» Supplied passage:
━━━━━━
Big Data Analysis 2020 - Final Project

"As a data scientist, I can predict what is likely to happen, but I cannot explain why it is going to happen. I can predict when someone is likely to attrite, or respond to a promotion, or commit fraud, or pick the pink button over the blue button, but I cannot tell you why that's going to happen. And I believe that the inability to explain why something is going to happen is why I struggle to call 'data science' a science."
[Bill Schmarzo, Author of "Big Data: Understanding How Data Powers Big Business"]
Course exam: The following are the presentation schedule and guidelines.
And here you find the evaluation form for all the projects (1-10 scale).


Project description:
The final project is a machine learning project on what-ever-you-want! Figure out, if the stock market can be figured out, test if you can beat your friends in games with AI, try to estimate the selling price of houses, challenge the world on Kaggle, etc.
Now, we highly encouraged you to find your own data, and there are few limits to what we will accept. And it does not have to be physics related! However, it should have some levels of complexity in it, as this is one of the points of evaluation. But it may be numbers, text, images, ???, or a combination of any of these. The only really strict requirements are, that you use Machine Learning algorithms on some sizable data, and that you work in a group.
Groups should ideally be 3-4 persons, but if extraordinary circumstances dictates otherwise, please write us. The aim/target of the ML algorithm developed is secondary and also entirely up to you. However, you may want to consult with us/others regarding the feasibility of your project, though it is no requirement, that you have fully succeeded at the end.

Update (6th of May): Given the extraordinary circumstances, it might be hard for everyone to form a group of 3-4 persons. For this reason, we allow smaller groups (1-2 persons), which will have the same deadline, but who will (in addition to being present and grading on the 10th of June) present their projects on Thursday the 11th of June from 9:15-17:00 (for as long time as needed).
━━━━━━
» Items:
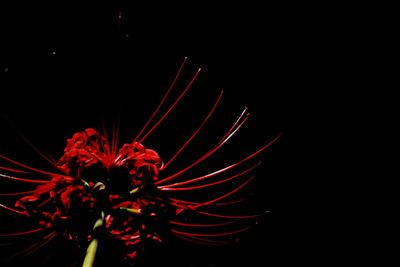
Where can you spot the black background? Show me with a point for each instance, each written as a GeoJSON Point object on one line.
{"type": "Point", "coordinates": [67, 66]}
━━━━━━
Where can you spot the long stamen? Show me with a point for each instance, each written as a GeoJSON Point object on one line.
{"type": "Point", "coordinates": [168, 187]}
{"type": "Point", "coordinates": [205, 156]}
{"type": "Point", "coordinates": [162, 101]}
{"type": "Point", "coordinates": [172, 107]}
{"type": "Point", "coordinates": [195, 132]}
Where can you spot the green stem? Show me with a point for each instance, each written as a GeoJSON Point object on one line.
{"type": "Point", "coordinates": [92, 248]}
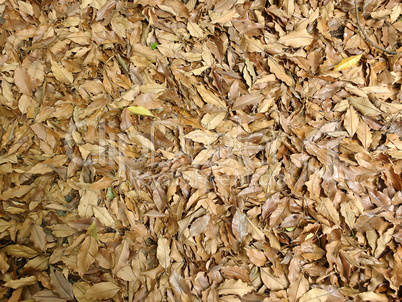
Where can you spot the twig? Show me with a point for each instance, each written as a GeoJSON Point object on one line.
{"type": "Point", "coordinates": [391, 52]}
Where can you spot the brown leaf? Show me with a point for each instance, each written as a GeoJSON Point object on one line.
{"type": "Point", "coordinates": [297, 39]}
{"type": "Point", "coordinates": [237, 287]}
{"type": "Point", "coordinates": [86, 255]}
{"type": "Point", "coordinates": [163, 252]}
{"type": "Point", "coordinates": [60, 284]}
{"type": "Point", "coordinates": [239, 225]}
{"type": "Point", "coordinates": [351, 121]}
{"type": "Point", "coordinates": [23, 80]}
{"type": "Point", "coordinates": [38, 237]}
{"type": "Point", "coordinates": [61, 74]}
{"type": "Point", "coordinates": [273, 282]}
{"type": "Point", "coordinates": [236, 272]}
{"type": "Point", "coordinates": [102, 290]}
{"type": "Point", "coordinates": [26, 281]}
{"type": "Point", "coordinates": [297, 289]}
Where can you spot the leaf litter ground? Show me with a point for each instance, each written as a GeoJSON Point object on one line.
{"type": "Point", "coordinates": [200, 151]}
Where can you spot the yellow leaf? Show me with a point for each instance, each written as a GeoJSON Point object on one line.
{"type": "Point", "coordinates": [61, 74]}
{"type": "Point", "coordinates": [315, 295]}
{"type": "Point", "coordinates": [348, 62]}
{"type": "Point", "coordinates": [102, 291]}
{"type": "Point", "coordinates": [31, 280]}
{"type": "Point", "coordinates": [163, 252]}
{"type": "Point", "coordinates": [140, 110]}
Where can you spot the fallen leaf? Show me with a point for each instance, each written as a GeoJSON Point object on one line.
━━━━━━
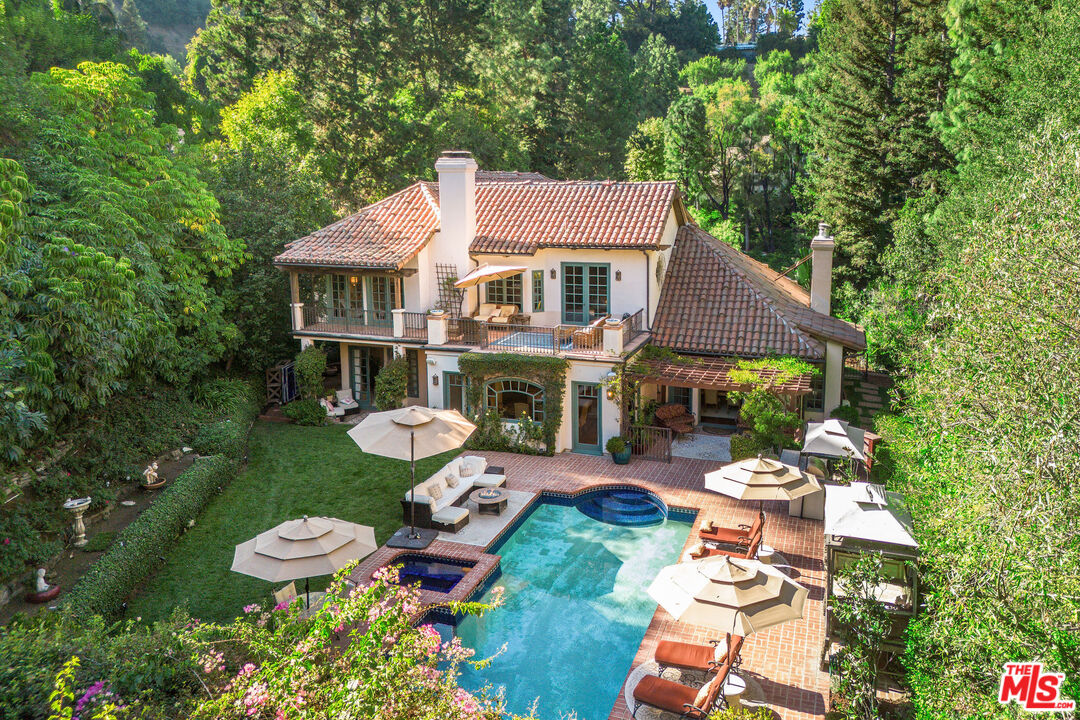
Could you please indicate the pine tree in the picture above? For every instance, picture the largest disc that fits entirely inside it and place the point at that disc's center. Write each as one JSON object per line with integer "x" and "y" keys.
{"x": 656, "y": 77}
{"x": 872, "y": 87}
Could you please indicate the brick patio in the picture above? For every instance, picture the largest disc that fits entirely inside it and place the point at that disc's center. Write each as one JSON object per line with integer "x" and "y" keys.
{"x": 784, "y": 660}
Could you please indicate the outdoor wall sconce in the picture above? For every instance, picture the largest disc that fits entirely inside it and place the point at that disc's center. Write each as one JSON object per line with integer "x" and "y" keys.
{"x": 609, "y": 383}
━━━━━━
» Task objective: Write out word for word the part of the final project description starting with "Groups should ideally" and going on through "time as needed).".

» Exercise solution:
Groups should ideally be 3-4 persons, but if extraordinary circumstances dictates otherwise, please write us. The aim/target of the ML algorithm developed is secondary and also entirely up to you. However, you may want to consult with us/others regarding the feasibility of your project, though it is no requirement, that you have fully succeeded at the end.

Update (6th of May): Given the extraordinary circumstances, it might be hard for everyone to form a group of 3-4 persons. For this reason, we allow smaller groups (1-2 persons), which will have the same deadline, but who will (in addition to being present and grading on the 10th of June) present their projects on Thursday the 11th of June from 9:15-17:00 (for as long time as needed).